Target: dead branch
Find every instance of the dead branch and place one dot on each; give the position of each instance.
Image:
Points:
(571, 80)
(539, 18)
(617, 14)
- - -
**Exercise details:**
The records above are to be written out again word for word.

**Solution to this exercise:**
Target: dead branch
Find every instance of the dead branch and place one dot on each; give the position of each instance.
Image:
Points:
(571, 80)
(539, 18)
(617, 14)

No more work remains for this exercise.